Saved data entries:
—————

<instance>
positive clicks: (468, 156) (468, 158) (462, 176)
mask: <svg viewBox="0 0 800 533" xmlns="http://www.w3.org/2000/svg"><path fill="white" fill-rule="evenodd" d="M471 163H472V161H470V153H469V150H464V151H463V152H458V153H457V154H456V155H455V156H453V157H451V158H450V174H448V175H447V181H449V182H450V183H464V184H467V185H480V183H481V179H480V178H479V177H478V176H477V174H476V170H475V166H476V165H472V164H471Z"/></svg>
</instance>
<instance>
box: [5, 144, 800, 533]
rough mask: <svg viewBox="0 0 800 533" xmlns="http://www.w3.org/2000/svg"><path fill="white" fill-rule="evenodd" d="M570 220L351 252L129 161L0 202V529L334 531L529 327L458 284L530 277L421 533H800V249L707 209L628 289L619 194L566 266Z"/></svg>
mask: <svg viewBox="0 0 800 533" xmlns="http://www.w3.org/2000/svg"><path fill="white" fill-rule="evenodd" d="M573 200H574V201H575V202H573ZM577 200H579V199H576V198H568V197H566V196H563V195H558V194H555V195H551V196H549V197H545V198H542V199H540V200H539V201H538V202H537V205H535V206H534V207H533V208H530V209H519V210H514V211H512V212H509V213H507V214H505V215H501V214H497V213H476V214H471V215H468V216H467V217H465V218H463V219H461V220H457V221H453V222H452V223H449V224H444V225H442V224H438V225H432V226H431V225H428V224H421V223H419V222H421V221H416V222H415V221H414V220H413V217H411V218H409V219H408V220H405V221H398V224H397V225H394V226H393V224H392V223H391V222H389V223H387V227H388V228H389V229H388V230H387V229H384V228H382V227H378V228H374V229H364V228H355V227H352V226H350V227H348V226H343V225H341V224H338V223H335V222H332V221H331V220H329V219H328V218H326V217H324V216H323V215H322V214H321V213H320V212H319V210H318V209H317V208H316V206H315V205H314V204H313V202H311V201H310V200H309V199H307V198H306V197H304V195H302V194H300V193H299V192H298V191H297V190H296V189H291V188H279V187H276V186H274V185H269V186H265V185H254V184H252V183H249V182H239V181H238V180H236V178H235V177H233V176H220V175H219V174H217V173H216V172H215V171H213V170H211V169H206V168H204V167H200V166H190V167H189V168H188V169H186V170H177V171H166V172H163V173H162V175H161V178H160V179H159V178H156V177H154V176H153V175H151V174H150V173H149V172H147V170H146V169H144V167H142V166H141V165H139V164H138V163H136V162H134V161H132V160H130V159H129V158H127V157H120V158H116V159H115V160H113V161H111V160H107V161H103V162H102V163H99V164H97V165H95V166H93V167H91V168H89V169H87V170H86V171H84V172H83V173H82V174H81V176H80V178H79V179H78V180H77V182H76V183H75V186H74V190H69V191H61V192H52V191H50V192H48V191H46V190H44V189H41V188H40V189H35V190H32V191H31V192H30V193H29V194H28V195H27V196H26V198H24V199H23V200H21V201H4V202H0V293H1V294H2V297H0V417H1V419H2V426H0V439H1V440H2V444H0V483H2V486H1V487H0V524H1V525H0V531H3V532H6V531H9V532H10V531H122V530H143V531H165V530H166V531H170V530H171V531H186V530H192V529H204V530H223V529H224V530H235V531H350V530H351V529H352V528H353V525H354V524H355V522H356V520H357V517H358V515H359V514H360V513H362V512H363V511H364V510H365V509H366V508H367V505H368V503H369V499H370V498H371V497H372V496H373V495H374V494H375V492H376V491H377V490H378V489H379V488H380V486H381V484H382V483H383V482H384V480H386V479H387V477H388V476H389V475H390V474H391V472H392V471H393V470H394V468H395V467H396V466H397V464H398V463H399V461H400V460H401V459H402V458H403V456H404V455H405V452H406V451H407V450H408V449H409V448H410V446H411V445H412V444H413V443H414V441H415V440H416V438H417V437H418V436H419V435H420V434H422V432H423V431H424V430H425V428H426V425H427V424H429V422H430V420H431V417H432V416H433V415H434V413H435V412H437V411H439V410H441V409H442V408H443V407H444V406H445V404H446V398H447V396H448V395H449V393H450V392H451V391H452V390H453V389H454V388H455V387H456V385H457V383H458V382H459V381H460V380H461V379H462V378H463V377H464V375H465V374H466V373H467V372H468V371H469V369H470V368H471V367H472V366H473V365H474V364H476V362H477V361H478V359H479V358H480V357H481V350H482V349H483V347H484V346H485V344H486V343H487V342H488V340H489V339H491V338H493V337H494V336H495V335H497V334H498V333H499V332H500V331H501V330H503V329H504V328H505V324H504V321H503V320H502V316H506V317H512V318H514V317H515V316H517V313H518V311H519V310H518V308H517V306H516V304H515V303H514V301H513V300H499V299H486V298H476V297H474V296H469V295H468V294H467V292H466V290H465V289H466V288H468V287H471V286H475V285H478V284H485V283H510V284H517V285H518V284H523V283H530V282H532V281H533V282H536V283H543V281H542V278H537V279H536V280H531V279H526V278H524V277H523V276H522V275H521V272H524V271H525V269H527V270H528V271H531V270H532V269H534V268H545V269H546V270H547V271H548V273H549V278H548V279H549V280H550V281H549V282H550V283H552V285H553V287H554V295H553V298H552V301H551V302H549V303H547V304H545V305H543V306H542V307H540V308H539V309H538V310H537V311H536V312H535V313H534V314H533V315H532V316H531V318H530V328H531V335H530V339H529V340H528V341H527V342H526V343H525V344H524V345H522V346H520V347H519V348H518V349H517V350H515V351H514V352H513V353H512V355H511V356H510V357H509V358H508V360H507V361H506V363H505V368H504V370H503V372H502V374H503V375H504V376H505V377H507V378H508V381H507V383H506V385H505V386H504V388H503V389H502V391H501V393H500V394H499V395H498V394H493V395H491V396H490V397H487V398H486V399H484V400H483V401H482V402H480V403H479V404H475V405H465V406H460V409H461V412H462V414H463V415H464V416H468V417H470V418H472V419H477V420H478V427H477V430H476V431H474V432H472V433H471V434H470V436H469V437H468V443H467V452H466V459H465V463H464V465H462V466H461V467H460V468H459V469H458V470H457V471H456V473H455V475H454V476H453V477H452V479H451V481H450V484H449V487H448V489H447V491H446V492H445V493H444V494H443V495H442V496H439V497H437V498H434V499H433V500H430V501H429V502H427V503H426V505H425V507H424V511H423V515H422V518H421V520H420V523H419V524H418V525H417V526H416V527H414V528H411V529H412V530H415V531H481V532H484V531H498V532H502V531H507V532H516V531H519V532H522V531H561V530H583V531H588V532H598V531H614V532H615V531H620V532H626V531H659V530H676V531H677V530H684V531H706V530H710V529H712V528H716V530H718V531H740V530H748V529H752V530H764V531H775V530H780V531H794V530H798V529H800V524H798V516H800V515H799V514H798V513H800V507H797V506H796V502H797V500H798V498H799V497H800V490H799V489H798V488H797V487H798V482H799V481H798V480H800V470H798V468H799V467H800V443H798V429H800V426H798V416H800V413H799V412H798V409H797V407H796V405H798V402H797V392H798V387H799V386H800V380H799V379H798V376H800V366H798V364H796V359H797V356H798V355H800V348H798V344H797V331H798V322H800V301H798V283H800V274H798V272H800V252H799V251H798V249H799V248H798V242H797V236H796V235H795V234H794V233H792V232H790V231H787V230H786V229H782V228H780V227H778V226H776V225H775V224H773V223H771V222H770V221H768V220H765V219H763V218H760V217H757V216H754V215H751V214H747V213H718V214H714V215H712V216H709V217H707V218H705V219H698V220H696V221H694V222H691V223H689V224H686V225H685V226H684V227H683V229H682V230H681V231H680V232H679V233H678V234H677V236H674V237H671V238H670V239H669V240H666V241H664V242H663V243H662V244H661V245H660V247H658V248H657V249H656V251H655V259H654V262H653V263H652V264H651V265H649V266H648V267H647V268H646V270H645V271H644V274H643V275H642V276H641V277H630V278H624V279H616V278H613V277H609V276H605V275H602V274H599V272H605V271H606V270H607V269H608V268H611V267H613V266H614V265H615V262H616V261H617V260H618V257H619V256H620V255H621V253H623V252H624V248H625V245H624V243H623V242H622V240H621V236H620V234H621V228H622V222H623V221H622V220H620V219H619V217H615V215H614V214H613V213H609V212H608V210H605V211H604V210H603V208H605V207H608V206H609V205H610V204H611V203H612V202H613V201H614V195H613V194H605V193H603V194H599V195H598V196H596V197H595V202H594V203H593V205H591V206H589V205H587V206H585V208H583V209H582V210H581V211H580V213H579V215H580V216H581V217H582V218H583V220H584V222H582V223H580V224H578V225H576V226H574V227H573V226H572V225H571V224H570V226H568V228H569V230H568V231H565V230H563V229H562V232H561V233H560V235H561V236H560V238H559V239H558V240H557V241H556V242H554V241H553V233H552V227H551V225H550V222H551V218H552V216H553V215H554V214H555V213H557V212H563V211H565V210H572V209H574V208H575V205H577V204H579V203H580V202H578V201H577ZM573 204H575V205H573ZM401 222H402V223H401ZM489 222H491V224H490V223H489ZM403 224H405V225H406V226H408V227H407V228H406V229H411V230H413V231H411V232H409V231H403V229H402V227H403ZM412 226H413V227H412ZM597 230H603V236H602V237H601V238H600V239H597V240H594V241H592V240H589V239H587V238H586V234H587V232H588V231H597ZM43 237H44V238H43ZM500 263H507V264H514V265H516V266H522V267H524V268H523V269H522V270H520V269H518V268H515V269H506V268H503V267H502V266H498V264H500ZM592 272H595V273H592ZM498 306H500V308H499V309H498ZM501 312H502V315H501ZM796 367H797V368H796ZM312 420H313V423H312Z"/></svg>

—————

[AIM OF THE TASK]
Reproduce the records verbatim, starting from the first line and ending with the line that contains "box: [5, 144, 800, 533]", including that line.

[SOLVED EXERCISE]
<instance>
positive clicks: (468, 156) (468, 158) (462, 176)
mask: <svg viewBox="0 0 800 533" xmlns="http://www.w3.org/2000/svg"><path fill="white" fill-rule="evenodd" d="M471 163H472V161H470V153H469V150H464V151H463V152H458V153H457V154H456V155H455V156H453V157H451V158H450V174H448V175H447V181H449V182H450V183H464V184H467V185H480V183H481V179H480V178H479V177H478V176H477V174H476V170H475V166H476V165H472V164H471Z"/></svg>
</instance>
<instance>
box: [5, 144, 800, 533]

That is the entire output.